PROMPT >> Reproduce verbatim the items, starting at their first line and ending at the line containing "x=362, y=528", with both of those lines included.

DATA SUPPLIED >>
· · ·
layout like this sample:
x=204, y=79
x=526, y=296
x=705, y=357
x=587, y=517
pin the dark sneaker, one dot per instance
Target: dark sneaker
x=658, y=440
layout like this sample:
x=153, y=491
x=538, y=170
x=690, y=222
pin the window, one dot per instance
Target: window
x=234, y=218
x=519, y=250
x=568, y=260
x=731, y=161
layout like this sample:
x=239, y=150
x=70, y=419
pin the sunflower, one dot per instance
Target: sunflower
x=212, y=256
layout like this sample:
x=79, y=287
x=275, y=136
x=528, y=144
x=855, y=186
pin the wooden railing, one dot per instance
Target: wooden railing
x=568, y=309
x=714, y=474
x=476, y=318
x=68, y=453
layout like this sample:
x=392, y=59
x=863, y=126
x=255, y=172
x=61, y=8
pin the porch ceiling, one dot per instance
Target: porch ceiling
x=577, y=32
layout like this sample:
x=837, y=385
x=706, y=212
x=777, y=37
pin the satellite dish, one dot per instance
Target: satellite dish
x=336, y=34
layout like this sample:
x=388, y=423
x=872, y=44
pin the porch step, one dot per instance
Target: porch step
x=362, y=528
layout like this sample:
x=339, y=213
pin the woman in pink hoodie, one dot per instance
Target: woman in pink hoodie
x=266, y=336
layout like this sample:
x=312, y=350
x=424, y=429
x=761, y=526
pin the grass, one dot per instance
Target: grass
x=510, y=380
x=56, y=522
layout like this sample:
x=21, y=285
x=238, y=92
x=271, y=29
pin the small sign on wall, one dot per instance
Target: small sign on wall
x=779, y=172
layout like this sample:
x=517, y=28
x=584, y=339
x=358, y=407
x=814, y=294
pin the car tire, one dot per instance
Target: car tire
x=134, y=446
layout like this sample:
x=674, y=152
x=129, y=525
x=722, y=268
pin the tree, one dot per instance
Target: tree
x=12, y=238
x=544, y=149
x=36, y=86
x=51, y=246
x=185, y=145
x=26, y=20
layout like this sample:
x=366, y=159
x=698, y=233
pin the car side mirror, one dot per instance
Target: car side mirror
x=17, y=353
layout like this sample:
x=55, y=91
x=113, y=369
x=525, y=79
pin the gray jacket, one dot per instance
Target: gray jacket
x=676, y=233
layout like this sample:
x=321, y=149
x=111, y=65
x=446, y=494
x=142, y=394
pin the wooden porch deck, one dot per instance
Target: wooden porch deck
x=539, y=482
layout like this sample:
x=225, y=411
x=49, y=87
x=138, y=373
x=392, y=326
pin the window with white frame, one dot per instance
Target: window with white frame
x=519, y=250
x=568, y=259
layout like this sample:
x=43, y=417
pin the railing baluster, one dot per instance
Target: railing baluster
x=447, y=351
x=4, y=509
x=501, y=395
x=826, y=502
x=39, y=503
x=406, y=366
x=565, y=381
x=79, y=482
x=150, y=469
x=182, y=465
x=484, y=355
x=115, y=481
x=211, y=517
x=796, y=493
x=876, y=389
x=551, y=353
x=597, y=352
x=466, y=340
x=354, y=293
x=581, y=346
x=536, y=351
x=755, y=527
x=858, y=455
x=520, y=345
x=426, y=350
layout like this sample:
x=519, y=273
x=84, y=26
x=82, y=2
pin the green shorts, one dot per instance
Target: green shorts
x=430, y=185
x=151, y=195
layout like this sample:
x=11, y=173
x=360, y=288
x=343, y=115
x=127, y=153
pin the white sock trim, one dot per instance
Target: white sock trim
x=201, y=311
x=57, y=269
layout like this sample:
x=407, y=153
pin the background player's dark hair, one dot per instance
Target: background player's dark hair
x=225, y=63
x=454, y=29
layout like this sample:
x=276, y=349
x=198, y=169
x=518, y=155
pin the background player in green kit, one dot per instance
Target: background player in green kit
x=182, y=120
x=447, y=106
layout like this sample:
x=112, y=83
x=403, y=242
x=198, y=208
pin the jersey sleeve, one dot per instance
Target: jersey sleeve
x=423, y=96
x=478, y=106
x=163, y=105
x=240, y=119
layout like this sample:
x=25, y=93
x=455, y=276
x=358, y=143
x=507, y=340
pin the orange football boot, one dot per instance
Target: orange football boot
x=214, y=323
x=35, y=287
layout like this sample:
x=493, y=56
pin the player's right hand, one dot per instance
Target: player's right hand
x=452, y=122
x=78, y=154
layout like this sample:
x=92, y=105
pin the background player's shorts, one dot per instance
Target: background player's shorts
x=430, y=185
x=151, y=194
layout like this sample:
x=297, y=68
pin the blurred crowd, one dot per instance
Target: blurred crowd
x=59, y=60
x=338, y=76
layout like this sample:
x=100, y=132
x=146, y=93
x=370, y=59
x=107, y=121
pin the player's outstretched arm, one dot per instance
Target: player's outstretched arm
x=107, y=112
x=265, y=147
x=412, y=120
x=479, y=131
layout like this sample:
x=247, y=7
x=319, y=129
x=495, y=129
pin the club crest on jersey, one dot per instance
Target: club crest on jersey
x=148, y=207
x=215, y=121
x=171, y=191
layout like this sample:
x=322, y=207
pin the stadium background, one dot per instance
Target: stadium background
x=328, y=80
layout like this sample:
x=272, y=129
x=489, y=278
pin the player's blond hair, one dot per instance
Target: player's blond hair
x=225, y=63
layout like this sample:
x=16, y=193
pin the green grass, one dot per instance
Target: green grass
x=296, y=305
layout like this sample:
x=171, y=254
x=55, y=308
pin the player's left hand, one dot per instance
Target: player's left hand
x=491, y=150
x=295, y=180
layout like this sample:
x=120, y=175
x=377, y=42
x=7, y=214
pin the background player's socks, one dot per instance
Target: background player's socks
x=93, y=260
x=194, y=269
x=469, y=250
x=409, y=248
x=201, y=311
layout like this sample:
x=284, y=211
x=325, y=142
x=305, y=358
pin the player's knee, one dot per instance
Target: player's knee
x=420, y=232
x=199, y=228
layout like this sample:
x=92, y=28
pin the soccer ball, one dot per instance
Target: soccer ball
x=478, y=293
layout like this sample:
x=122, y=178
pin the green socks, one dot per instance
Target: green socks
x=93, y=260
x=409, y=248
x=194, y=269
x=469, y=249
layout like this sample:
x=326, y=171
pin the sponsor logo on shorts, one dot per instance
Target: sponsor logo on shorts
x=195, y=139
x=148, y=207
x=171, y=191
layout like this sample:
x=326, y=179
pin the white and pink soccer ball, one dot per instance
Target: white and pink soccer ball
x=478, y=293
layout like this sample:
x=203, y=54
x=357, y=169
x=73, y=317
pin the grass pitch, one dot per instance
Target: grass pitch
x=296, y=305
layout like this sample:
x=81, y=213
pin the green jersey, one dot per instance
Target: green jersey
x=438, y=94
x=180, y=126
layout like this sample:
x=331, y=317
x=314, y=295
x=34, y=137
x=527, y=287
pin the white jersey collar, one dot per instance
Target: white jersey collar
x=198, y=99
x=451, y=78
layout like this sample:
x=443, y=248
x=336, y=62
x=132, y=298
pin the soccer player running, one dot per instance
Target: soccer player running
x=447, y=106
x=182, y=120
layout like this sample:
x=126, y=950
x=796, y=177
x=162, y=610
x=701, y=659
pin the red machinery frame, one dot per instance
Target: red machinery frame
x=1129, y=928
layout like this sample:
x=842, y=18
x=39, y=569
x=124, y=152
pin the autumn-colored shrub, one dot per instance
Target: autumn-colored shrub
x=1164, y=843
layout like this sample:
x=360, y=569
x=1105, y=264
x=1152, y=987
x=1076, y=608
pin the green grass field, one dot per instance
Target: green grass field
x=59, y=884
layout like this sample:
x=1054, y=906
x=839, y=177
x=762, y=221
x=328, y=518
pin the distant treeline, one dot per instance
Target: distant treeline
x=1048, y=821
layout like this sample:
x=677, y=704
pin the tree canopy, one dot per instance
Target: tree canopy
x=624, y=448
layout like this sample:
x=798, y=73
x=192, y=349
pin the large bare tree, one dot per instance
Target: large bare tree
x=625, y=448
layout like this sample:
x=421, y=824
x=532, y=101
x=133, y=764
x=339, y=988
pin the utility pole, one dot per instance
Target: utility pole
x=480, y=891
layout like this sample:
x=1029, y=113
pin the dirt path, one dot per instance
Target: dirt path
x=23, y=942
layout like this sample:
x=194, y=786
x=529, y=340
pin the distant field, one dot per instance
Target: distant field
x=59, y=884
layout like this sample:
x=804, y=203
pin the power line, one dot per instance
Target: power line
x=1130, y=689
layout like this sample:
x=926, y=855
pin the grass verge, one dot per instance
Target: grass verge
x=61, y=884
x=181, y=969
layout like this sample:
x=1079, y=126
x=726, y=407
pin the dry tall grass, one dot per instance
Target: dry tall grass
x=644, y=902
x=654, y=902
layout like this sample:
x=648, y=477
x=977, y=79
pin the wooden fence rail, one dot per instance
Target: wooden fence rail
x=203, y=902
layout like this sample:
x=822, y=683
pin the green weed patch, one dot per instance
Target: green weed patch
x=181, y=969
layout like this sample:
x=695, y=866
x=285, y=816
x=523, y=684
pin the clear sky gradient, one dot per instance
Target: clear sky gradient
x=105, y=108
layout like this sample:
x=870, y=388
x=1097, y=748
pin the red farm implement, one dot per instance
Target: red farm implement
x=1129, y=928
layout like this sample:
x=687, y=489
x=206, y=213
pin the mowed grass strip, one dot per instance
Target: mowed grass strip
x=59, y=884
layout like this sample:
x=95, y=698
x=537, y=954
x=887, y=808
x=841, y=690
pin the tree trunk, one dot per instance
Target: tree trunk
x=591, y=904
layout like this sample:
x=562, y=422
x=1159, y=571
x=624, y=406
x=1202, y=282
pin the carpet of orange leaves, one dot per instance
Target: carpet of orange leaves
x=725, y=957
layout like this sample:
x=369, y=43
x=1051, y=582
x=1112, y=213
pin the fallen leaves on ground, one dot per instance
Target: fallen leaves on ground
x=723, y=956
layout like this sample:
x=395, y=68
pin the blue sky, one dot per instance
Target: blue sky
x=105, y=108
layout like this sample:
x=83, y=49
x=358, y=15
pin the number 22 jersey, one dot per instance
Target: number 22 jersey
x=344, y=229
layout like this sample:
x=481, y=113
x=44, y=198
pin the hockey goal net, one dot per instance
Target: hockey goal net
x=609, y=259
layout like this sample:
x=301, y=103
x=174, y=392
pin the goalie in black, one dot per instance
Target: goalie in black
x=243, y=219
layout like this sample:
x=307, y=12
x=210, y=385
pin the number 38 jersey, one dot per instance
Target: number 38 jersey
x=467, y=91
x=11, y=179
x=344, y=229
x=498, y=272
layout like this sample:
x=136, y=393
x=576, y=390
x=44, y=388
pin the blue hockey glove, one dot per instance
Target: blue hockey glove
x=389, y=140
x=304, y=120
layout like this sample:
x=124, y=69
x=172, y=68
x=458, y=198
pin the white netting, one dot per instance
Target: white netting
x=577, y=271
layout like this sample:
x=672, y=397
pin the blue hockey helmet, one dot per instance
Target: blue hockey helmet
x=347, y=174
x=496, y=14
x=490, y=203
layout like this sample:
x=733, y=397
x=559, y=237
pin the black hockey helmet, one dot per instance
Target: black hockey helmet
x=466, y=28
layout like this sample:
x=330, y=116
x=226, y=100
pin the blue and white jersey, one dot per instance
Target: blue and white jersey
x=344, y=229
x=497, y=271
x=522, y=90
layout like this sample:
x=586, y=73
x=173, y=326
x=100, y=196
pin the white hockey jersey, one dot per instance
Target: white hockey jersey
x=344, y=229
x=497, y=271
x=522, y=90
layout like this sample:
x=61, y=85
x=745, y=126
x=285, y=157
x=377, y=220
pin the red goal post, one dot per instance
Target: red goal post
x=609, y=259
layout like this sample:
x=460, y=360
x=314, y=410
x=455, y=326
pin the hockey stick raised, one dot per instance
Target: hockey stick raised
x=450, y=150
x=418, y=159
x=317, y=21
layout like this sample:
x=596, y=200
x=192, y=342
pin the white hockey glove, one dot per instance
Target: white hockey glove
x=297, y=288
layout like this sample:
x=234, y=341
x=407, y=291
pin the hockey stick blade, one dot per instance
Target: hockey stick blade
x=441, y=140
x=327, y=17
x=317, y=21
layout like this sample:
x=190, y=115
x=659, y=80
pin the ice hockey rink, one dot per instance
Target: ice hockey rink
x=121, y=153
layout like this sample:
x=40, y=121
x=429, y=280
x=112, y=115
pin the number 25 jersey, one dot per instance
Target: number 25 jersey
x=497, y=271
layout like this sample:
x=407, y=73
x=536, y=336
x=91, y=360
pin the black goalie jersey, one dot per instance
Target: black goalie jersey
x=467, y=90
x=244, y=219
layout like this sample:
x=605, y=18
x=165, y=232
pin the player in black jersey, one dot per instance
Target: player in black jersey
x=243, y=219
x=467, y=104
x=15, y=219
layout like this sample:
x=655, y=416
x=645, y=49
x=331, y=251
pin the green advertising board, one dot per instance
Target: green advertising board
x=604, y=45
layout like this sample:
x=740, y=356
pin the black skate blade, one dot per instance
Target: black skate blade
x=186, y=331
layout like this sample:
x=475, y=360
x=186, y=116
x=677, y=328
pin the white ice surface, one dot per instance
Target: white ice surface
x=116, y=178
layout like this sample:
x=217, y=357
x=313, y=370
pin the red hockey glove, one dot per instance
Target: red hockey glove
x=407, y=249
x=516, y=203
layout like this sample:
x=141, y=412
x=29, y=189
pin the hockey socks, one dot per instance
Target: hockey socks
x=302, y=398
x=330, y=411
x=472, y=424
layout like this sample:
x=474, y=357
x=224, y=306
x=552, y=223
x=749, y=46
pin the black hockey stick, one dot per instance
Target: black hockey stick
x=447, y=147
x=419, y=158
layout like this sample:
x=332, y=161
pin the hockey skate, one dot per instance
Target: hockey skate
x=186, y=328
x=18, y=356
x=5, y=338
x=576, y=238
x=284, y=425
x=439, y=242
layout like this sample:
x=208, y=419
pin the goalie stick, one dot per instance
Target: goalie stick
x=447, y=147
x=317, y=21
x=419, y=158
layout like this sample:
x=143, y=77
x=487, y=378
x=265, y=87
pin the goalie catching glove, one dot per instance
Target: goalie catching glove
· · ·
RIGHT ANSWER >>
layout like this sample:
x=204, y=79
x=526, y=296
x=705, y=357
x=587, y=517
pin the dark sneaker, one dot per instance
Target: dark sneaker
x=658, y=440
layout like this sample:
x=153, y=491
x=538, y=170
x=690, y=222
pin the window, one dot per instance
Target: window
x=234, y=218
x=519, y=250
x=568, y=260
x=731, y=161
layout like this sample:
x=239, y=150
x=70, y=419
pin the sunflower, one dot per instance
Target: sunflower
x=212, y=256
layout like this sample:
x=79, y=287
x=275, y=136
x=528, y=144
x=855, y=186
pin the wooden railing, one dot per instance
Target: wooden railing
x=568, y=309
x=714, y=474
x=476, y=318
x=68, y=453
layout like this sample:
x=392, y=59
x=863, y=126
x=255, y=172
x=61, y=8
pin the porch ceiling, one dot per instance
Target: porch ceiling
x=577, y=32
layout like this sample:
x=837, y=385
x=706, y=212
x=777, y=37
pin the satellite dish, one dot per instance
Target: satellite dish
x=336, y=34
layout like this sample:
x=388, y=423
x=872, y=44
pin the porch step, one dot per instance
Target: porch step
x=362, y=528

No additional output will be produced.